Can you copy every one of the records below line for line, leaving each character unchanged?

start

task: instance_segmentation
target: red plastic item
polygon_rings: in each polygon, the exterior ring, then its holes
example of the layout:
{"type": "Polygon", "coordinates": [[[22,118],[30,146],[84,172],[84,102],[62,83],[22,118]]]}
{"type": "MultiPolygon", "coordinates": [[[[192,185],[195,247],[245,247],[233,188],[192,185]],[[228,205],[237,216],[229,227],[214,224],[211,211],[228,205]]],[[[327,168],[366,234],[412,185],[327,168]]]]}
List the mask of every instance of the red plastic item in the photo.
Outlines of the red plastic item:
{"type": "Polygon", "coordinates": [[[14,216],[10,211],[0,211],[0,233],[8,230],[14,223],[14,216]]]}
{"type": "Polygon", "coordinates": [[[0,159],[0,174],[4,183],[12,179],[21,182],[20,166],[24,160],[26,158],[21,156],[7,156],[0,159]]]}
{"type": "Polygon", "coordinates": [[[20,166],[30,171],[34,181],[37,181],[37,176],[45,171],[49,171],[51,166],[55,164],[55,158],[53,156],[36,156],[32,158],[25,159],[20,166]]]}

end

→ **REPLY TO THE TASK**
task: instance_segmentation
target: red plastic item
polygon_rings: in each polygon, the exterior ring, then its holes
example of the layout:
{"type": "Polygon", "coordinates": [[[22,118],[30,146],[84,172],[84,102],[62,83],[22,118]]]}
{"type": "MultiPolygon", "coordinates": [[[[192,185],[195,247],[245,247],[233,188],[192,185]],[[228,205],[237,216],[229,227],[214,224],[211,211],[228,205]]],[[[327,168],[366,234],[412,185],[327,168]]]]}
List the mask of every instance of the red plastic item in the photo.
Outlines of the red plastic item:
{"type": "Polygon", "coordinates": [[[14,216],[10,211],[0,211],[0,233],[8,230],[14,223],[14,216]]]}
{"type": "Polygon", "coordinates": [[[0,159],[0,174],[4,183],[12,179],[21,182],[20,166],[24,160],[26,158],[21,156],[7,156],[0,159]]]}
{"type": "Polygon", "coordinates": [[[20,166],[30,171],[34,181],[37,181],[37,176],[45,171],[49,171],[51,166],[55,164],[55,158],[53,156],[36,156],[32,158],[25,159],[20,166]]]}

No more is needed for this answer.